>>
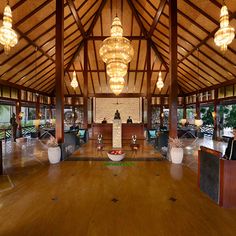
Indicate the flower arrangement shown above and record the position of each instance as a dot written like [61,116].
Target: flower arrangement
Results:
[175,143]
[116,152]
[52,142]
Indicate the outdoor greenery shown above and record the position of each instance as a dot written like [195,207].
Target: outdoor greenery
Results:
[230,117]
[206,115]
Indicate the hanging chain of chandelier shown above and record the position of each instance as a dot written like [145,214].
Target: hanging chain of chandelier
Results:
[8,37]
[116,51]
[225,35]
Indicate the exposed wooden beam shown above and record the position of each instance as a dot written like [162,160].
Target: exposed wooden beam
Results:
[159,56]
[157,17]
[76,17]
[13,85]
[130,70]
[88,33]
[60,71]
[227,83]
[132,37]
[173,95]
[112,95]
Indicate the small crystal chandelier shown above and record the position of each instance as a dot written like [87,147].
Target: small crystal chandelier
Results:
[116,51]
[117,84]
[160,83]
[225,35]
[74,83]
[8,37]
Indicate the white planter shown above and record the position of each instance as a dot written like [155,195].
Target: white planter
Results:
[54,154]
[176,155]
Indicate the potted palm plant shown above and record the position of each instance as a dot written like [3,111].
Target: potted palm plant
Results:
[54,151]
[176,150]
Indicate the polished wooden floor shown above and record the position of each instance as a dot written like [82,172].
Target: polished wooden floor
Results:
[98,198]
[89,151]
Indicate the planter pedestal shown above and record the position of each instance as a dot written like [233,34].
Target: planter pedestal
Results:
[54,154]
[176,155]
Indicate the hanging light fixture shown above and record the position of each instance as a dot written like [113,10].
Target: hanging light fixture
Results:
[225,35]
[116,51]
[160,83]
[74,82]
[117,84]
[8,37]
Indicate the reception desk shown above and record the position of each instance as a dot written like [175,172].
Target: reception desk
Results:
[127,130]
[216,177]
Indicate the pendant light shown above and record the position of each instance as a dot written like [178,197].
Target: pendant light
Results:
[74,82]
[225,35]
[160,83]
[8,37]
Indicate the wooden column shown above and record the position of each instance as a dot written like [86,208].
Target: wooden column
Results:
[37,109]
[60,71]
[215,117]
[18,111]
[161,111]
[184,108]
[73,110]
[173,69]
[1,165]
[149,96]
[85,97]
[197,107]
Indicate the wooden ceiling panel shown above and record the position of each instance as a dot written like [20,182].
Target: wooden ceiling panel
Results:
[9,61]
[35,23]
[188,8]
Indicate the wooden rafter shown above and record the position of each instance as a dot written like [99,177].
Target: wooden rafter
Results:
[76,17]
[88,33]
[157,17]
[144,31]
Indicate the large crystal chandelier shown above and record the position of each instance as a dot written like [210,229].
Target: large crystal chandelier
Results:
[116,51]
[74,83]
[117,84]
[160,83]
[225,35]
[8,37]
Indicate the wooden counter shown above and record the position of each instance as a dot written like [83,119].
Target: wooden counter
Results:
[127,130]
[216,177]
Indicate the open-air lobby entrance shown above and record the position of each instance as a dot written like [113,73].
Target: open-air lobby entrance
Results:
[117,117]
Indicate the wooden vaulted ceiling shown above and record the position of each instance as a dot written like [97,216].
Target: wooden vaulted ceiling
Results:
[201,65]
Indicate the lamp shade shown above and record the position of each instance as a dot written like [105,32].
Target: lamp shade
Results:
[8,37]
[198,122]
[225,35]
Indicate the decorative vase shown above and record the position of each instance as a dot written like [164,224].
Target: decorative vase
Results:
[54,154]
[176,155]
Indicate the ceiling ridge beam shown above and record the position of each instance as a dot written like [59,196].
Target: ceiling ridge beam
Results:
[88,33]
[13,85]
[134,10]
[157,17]
[76,17]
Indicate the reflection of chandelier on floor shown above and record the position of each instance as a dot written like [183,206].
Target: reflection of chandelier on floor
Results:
[225,35]
[116,51]
[8,37]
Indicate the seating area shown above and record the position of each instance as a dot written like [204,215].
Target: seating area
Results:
[104,107]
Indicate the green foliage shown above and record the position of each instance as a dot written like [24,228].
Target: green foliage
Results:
[230,118]
[206,115]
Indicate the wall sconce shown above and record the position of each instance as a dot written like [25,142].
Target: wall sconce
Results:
[198,122]
[20,115]
[40,115]
[183,121]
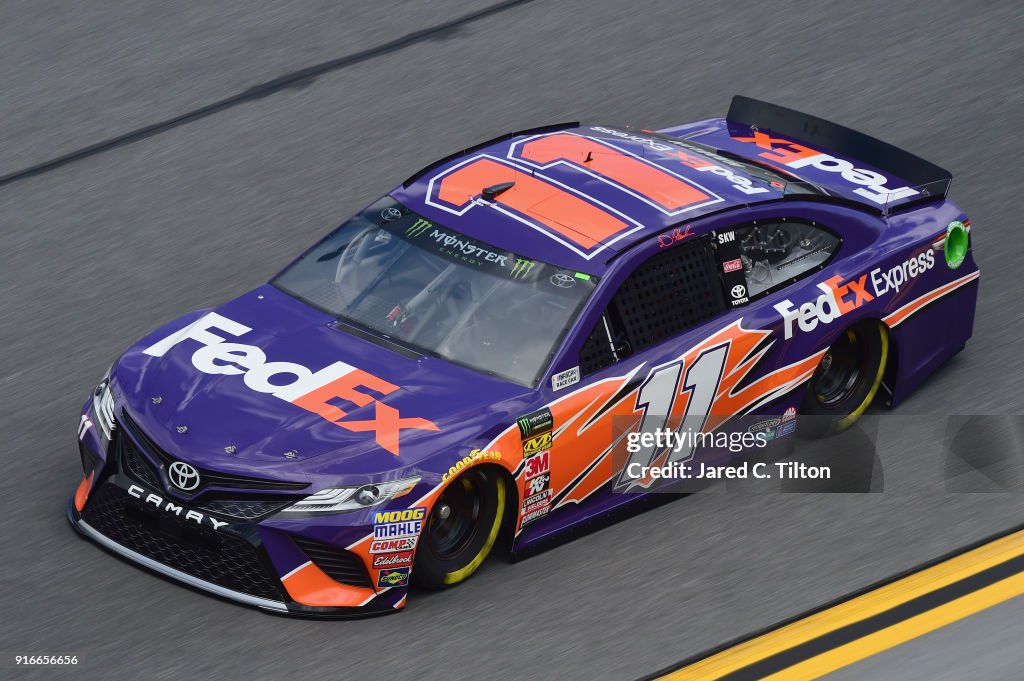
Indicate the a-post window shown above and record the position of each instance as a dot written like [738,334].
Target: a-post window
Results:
[672,291]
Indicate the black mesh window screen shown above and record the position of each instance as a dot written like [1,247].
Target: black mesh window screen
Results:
[596,352]
[673,291]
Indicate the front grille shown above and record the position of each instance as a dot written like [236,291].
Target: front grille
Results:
[134,463]
[215,557]
[337,563]
[209,477]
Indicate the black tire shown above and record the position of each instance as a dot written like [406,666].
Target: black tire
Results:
[846,381]
[453,546]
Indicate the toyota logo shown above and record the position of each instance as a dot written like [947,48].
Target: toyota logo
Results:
[183,476]
[562,281]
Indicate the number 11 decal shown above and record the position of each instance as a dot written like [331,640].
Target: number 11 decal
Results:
[659,396]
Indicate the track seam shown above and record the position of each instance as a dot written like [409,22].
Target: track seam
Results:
[295,80]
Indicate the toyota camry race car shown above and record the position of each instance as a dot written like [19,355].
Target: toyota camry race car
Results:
[466,359]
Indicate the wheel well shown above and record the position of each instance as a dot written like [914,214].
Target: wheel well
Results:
[511,503]
[892,365]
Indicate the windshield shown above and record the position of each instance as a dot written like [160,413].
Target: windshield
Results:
[401,278]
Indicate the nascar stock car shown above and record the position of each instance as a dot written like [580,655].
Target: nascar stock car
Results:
[459,363]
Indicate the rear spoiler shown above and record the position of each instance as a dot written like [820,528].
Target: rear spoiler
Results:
[932,180]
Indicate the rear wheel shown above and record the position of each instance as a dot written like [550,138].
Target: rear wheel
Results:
[461,529]
[846,381]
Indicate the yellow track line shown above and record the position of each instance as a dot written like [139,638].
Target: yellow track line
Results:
[858,608]
[904,631]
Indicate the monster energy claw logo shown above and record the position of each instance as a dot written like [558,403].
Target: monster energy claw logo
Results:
[522,267]
[418,227]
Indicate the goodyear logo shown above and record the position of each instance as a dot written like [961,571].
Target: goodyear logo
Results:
[535,444]
[419,227]
[417,513]
[475,455]
[389,545]
[393,577]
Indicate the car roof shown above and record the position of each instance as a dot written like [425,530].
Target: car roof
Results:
[581,194]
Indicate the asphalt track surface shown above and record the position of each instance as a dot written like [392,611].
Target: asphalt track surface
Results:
[97,250]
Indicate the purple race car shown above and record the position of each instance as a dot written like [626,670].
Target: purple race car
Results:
[472,357]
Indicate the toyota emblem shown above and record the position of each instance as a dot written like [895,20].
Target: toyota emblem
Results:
[183,476]
[562,281]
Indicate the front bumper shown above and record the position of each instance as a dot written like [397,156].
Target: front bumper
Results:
[87,530]
[279,566]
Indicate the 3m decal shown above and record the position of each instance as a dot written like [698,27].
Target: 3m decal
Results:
[392,559]
[313,391]
[392,545]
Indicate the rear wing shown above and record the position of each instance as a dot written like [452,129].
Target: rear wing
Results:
[842,161]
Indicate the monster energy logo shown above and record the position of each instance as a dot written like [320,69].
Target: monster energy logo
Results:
[522,267]
[418,227]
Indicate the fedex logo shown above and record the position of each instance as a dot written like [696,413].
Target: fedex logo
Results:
[871,184]
[837,299]
[313,391]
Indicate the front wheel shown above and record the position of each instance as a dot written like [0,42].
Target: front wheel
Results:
[461,529]
[846,381]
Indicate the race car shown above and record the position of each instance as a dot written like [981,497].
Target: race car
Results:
[471,358]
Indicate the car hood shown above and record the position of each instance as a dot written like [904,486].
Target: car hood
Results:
[383,411]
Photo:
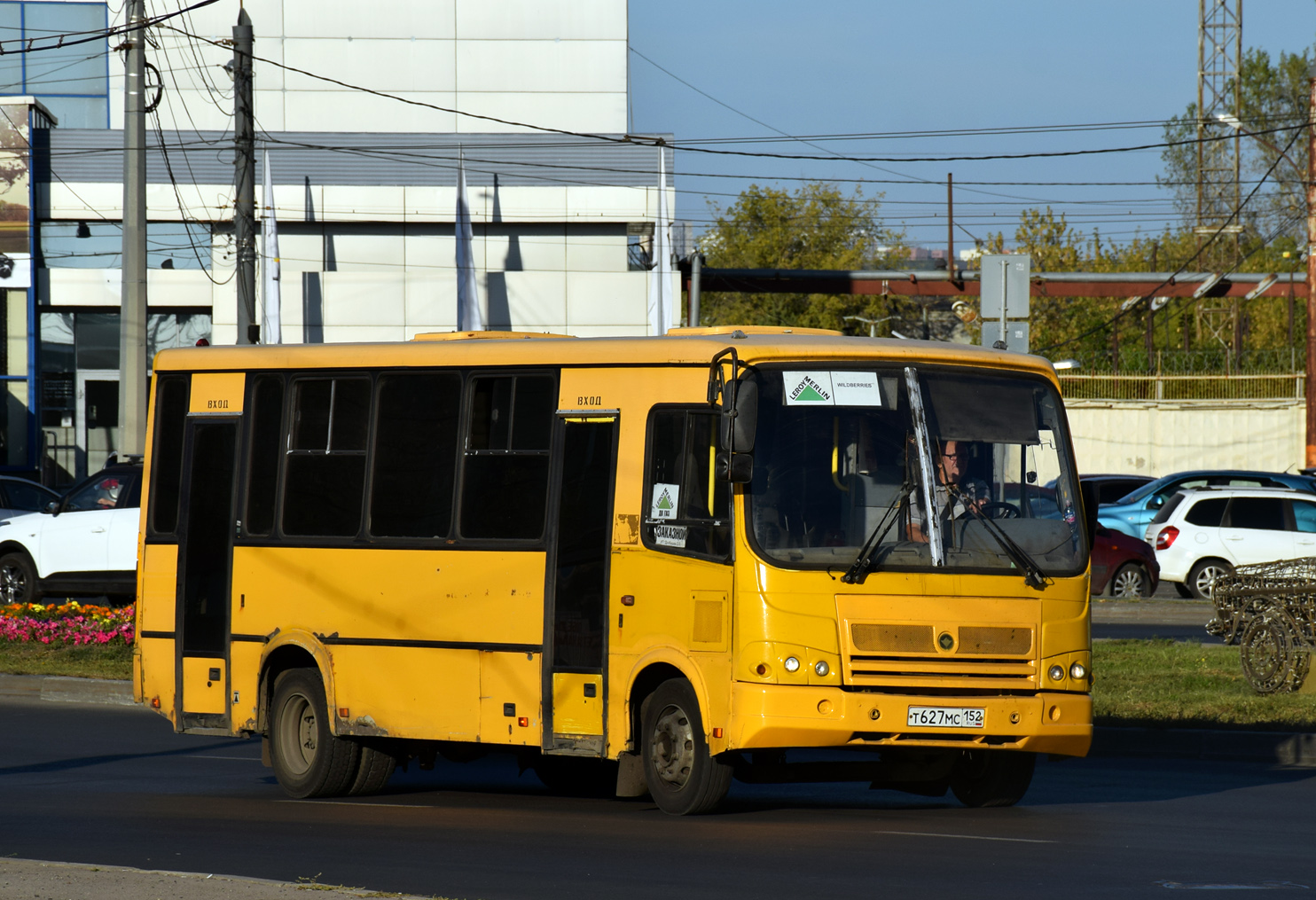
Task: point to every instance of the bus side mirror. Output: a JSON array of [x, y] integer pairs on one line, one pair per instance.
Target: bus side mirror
[[736, 467], [740, 416], [1089, 494]]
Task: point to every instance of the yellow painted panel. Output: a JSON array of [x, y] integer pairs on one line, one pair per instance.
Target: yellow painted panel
[[203, 688], [157, 674], [217, 392], [412, 693], [574, 712], [511, 677], [245, 683], [160, 584], [413, 595]]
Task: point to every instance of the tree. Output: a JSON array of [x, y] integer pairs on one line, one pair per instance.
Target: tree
[[816, 226]]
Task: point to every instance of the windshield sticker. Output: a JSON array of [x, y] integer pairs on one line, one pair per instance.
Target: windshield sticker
[[670, 536], [808, 388], [663, 505], [856, 389]]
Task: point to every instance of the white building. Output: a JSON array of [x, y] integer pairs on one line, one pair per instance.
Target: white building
[[364, 184]]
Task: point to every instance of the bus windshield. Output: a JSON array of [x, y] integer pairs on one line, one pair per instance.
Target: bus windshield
[[842, 454]]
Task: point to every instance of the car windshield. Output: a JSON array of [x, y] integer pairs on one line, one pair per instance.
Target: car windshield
[[840, 456], [1147, 489]]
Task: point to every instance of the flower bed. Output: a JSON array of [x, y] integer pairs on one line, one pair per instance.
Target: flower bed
[[67, 622]]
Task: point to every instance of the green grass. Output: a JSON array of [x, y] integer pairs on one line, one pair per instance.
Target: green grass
[[1183, 685], [114, 661]]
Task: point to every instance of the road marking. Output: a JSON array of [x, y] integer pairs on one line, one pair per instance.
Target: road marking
[[349, 802], [967, 837]]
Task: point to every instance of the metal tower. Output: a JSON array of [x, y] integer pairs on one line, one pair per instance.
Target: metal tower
[[1218, 53]]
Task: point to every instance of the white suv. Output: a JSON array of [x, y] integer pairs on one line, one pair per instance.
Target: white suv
[[1203, 533]]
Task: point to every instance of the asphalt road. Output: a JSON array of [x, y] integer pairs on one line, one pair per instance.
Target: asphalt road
[[114, 786]]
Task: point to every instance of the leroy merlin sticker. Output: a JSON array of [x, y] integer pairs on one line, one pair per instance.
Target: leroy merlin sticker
[[663, 505], [857, 388], [808, 388], [670, 536]]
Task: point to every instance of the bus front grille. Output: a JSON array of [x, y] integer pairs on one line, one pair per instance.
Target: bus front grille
[[973, 658]]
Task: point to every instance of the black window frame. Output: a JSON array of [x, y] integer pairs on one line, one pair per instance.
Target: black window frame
[[465, 454], [647, 481], [290, 396]]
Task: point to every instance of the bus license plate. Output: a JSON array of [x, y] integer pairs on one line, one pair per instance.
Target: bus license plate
[[945, 717]]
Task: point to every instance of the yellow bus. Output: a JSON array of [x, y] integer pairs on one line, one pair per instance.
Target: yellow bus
[[652, 563]]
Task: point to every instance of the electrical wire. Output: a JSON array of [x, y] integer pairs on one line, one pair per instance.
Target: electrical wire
[[1147, 299]]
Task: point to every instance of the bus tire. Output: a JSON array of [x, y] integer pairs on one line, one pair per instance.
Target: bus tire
[[992, 778], [372, 771], [683, 779], [308, 759]]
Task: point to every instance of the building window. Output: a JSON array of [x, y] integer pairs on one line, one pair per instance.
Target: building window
[[71, 82]]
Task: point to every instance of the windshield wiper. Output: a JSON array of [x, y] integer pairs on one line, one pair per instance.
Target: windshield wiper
[[1033, 574], [859, 567]]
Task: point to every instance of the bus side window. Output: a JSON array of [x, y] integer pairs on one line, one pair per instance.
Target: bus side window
[[325, 476], [505, 471], [266, 421], [687, 508], [168, 458], [418, 428]]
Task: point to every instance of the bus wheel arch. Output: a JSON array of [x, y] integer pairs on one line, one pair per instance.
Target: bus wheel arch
[[293, 652]]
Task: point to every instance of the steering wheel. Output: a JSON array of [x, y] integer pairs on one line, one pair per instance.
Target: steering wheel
[[999, 511]]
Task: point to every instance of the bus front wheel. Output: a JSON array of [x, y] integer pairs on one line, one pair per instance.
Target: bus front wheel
[[992, 778], [683, 779], [308, 759]]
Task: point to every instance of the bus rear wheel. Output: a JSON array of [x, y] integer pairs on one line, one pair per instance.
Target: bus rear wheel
[[683, 779], [992, 778], [308, 759]]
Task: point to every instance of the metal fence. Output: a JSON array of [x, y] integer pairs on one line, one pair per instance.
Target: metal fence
[[1187, 375]]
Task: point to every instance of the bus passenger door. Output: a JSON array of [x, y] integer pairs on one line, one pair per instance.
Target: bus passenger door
[[576, 586], [204, 571]]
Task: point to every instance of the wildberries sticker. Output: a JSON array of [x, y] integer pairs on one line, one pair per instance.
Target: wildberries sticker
[[663, 505], [832, 389]]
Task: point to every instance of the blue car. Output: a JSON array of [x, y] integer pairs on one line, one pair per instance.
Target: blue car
[[1133, 512]]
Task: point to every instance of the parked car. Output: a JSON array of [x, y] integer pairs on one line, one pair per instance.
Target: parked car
[[19, 497], [1109, 489], [1124, 565], [1132, 513], [1203, 533], [83, 545]]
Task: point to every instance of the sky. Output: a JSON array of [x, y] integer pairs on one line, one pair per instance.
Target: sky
[[881, 66]]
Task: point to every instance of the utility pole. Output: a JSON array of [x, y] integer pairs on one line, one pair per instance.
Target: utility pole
[[1311, 275], [695, 263], [951, 225], [132, 315], [244, 204]]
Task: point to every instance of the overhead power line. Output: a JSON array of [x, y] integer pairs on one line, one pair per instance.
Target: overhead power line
[[74, 38]]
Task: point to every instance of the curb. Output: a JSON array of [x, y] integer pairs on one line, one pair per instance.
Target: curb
[[1278, 747], [59, 688]]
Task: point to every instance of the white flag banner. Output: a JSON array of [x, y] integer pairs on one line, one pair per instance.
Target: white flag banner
[[271, 331], [660, 278], [469, 317]]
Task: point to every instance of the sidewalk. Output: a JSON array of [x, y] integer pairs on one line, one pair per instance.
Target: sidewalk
[[33, 878]]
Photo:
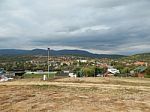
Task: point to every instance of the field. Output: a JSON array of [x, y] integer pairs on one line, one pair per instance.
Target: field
[[76, 95]]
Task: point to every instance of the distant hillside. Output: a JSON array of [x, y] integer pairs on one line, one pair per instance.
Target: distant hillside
[[139, 57], [16, 52]]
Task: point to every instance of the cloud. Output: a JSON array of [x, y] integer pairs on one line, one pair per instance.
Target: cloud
[[102, 26]]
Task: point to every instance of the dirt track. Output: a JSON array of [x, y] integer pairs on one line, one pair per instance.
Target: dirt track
[[76, 95]]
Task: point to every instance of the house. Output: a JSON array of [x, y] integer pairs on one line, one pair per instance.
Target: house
[[139, 71], [111, 71]]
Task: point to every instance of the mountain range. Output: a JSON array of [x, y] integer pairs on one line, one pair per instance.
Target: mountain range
[[42, 52]]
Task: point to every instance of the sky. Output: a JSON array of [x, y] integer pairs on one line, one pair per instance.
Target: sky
[[98, 26]]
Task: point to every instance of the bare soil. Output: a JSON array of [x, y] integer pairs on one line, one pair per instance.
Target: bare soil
[[76, 95]]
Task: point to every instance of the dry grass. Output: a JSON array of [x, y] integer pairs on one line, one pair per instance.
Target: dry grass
[[76, 95]]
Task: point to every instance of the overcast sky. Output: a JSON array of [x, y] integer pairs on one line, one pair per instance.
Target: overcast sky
[[99, 26]]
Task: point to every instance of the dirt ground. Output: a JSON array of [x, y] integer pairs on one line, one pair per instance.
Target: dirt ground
[[76, 95]]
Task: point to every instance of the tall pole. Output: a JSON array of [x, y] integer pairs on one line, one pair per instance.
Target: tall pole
[[48, 61]]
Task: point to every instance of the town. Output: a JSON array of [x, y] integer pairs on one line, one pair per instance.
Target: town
[[74, 66]]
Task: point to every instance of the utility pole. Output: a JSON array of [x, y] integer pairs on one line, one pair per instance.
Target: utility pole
<<
| Exercise instructions |
Look through the entries above. Copy each line in which the string "hood" occurs.

| Problem solution |
Indicate the car hood shown above and record the position of each instance as a dot written like [904,486].
Target: car hood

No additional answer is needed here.